## 課題一覧
A: 次の(i)〜(iii)が、ケージ作りの文章の中身と合っているかどうか、それぞれ「はい」か「いいえ」で答え、決め手になる文章の言葉をそのまま引いてください。(i) 完成したケージは軽かった。(ii) ドンキーコングの基板は5階建てだ。(iii) ドンキーコング用ケージでは、サイドの鉄板にガイドレールを取り付ける。
B: ケージ作りの文章をもとに、次の問いに答えてください。
(i) ケージの奥に取り付けたものは何ですか。
(ii) ドンキーコングの基板は、ゲームをしない時にどのように保管していますか。
(iii) ドンキーコングの基板で接触が悪いのは、どことどこですか。

## 引用文
下の写真が基板をセットしたところ。ピッタリはまっています。




基板の取り付けが上手く行ったので、ケージの奥にフレキ保護のストッパーを取り付けます。中心に
ケーブルが通るのでケーブル用クリアランスも設けます。




最後に蓋を付けてケージが完成しました。作った後言うのも何だが、やはり重い。丸ごと鉄箱にする
のは、このサイズを限度にした方がよさそう。ですがケージに入れたおかげで他の基板と同等に扱え
る様になり、写真の様に立てて置く事も可能になる等、扱いはメチャラクになりました。




■ 任天堂 ドンキーコング用ケージ

さて、次は任天堂 ドンキーコング。この基板は別のコーナードンキーコングⅡをプレイで写真が
出ていますが、なんと5階建て。で、とにかく毎回立ち上がりが悪い。ゲームをしない時の保管は
ピッタリサイズのプチプチに入れて横向きにして箱に入れているのですが、その間に基板がたわむ
らしく、最下部の後付け基板と4階部分のNHコネクタの接触が悪い。それでケージを作って保護す
る事にします。ケージの部品として、まずはサイドの鉄板を用意したのですが、片側のケーブルが
基板外部を通っていて邪魔をします。なのでケーブルの引き回しを変更します。それが下の写真。




ケージはガイドレールを取り付けるサイドの鉄板と、それを繋げる四角に組んだLアングルの組み
合わせ。製作はサイドの鉄板にガイドレールを取り付け、基板をセット。幅を計測してLアングル
を切断、四角に組み立てます。この方式ですと、ガイドレールの幅ピッチ合わせがラクに出来る
ので今回採用しました。

## 元の資料
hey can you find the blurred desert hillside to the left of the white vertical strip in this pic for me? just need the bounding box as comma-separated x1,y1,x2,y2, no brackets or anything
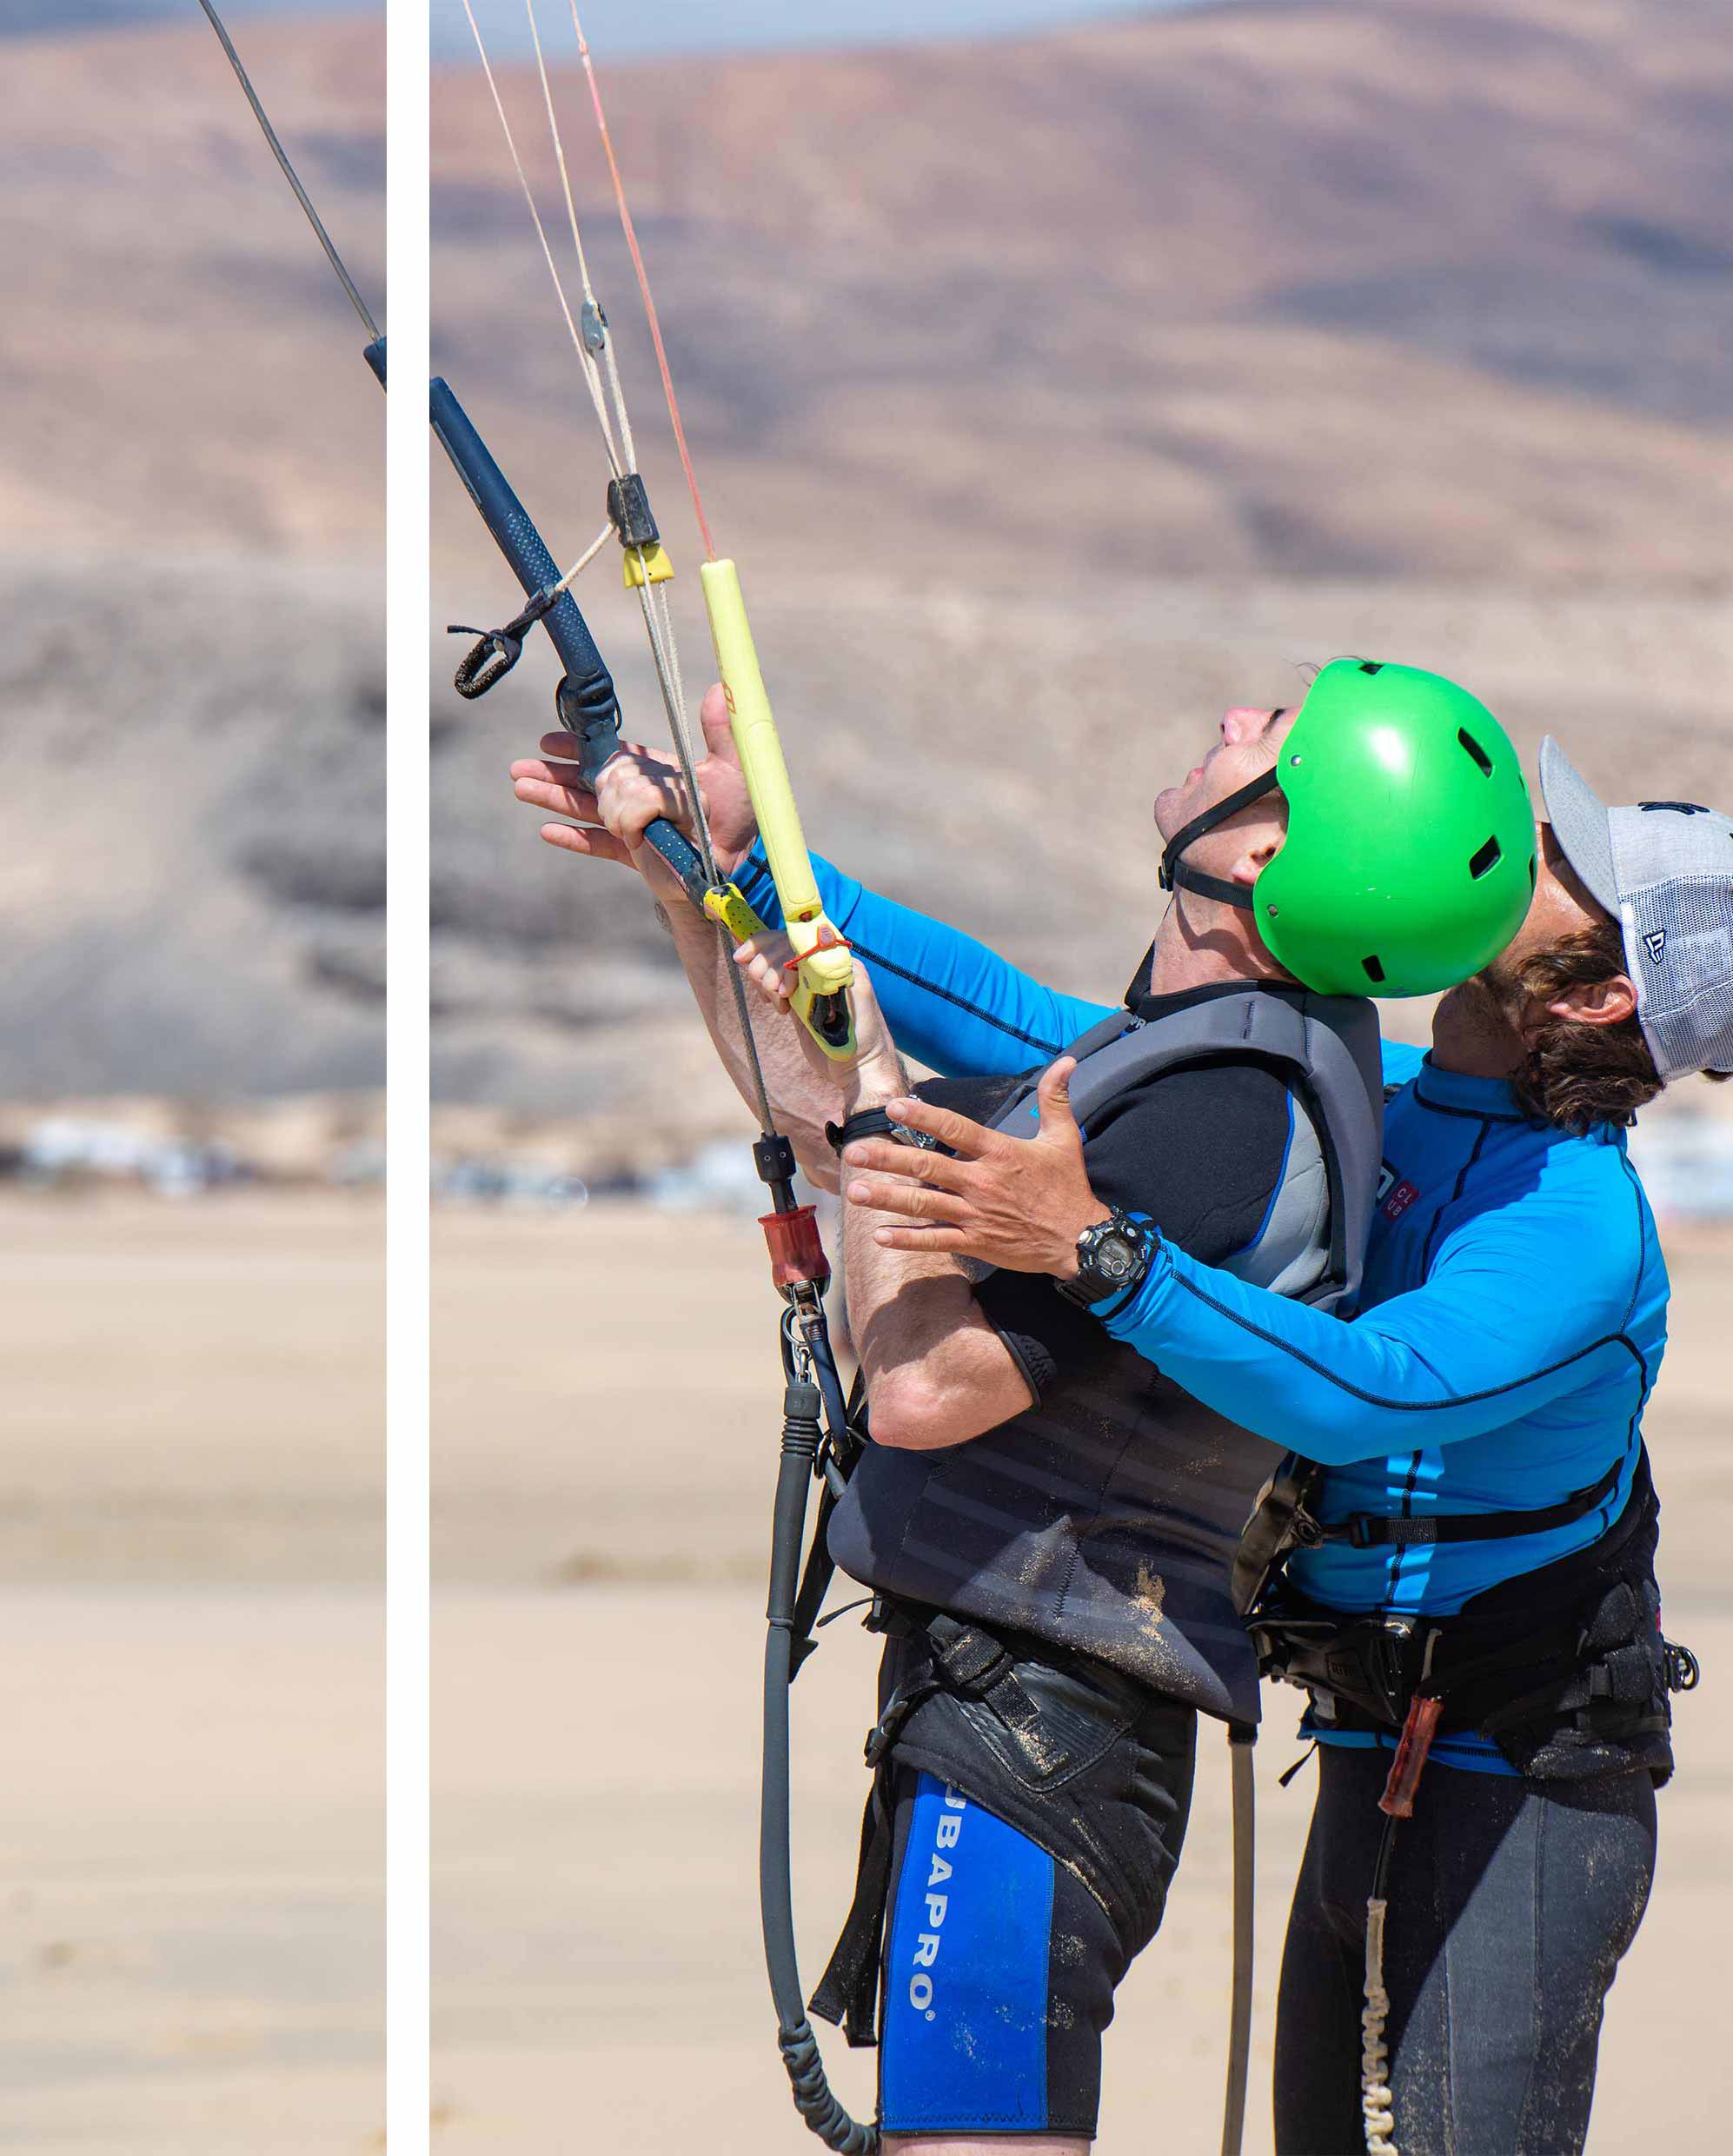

## 番号別の答え
A:
(i) いいえ:「作った後言うのも何だが、やはり重い。」
(ii) はい:「なんと5階建て。」
(iii) はい:「サイドの鉄板にガイドレールを取り付け」

B:
(i) フレキ保護のストッパー
(ii) ピッタリサイズのプチプチに入れ、横向きにして箱に入れている。
(iii) 最下部の後付け基板と、4階部分のNHコネクタ